■ **AUFGABEN**:
**a.** Aktualisiere im Lesetext über das «Blutbuch» den Abschnitt, der mit "Verfasst von Urs" beginnt und bis "unfreiwillig ins Stocken?" weitergeht, indem du "Erzählfluss" durch "Schreibfluss" ersetzt. Gib den so geänderten Abschnitt wieder.
**b.** Führe den Lesetext über das «Blutbuch» im Anschluss an seinen letzten Satz fort.

■ **LESETEXT**:
....................
Verfasst von Urs Scheidegger |

Was auch immer in Kim de l'Horinzons «Blutbuch» gelegentlich ersmalltalkt wirken mag wie sleaziger 50-Prozent-Trash, es handelt sich doch um einen voll auskonzeptionalisierten Erzählfluss im Dienste seiner Schreibtätigkeit. Wobei sich Intertextualität und  Intersexualität nicht nur wechselseitig umkreisen, sondern geradezu ineinander fliessen. Wie aber steht es sonst mit der Fluidität in Kims Schaffen? Kann er sein Universum fürderhin umschreiben ohne es umzuschreiben? Oder gerät im genderfluiden Schreibvorgang das Fluidum nicht doch unfreiwillig ins Stocken?
....................
■ **VORLIEGENDE DATENSÄTZE**:

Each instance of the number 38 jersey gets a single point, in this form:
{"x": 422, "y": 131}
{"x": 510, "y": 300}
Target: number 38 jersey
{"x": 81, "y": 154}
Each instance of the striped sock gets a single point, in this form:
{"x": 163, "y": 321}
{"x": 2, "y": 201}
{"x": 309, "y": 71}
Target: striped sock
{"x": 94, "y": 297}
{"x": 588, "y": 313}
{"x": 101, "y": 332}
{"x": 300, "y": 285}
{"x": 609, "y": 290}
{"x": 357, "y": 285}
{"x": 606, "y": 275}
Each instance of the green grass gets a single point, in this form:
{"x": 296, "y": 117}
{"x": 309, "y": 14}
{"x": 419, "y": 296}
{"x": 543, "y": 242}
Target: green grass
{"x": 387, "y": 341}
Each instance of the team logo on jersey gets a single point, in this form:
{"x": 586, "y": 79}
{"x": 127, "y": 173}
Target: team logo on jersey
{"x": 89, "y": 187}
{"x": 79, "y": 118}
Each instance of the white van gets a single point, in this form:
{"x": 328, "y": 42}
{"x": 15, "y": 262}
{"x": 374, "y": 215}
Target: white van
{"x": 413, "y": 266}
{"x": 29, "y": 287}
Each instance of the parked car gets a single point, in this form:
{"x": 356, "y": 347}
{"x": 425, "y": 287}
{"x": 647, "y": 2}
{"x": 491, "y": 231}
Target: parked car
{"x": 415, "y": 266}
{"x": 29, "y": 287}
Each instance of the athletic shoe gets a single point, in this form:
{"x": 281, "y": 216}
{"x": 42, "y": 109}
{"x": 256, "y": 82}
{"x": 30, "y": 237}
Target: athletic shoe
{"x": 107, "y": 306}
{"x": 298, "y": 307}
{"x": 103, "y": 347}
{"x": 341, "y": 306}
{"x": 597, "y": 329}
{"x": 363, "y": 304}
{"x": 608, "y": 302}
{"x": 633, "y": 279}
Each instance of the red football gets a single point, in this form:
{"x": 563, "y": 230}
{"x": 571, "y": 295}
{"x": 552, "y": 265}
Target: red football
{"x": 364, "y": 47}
....................
■ **LÖSUNGEN**:
**a.**
Verfasst von Urs Scheidegger |

Was auch immer in Kim de l'Horinzons «Blutbuch» gelegentlich ersmalltalkt wirken mag wie sleaziger 50-Prozent-Trash, es handelt sich doch um einen voll auskonzeptionalisierten Schreibfluss im Dienste seiner Schreibtätigkeit. Wobei sich Intertextualität und  Intersexualität nicht nur wechselseitig umkreisen, sondern geradezu ineinander fliessen. Wie aber steht es sonst mit der Fluidität in Kims Schaffen? Kann er sein Universum fürderhin umschreiben ohne es umzuschreiben? Oder gerät im genderfluiden Schreibvorgang das Fluidum nicht doch unfreiwillig ins Stocken?

**b.**
Viel möchte man zur aktuellen Verleihung des Deutschen Buchpreises 2022 an Dominik Holzer, geläufiger als Kim de l'Horizon, nicht mehr sagen – aber ein paar Sätze gehen noch, zumal das eine oder andere von literarischer Relevanz im Trubel tumb-semi-kabarettistischer Preisverleihung im Kaisersaal des Frankfurter Römer verschütt gegangen ist. Und das vor einer Schar Claqueure mit «Standing Ovation» (womöglich in Unkenntnis dessen, dass «standing» ursprünglich weniger mit «stehen» als mit «andauernd» zu tun hat).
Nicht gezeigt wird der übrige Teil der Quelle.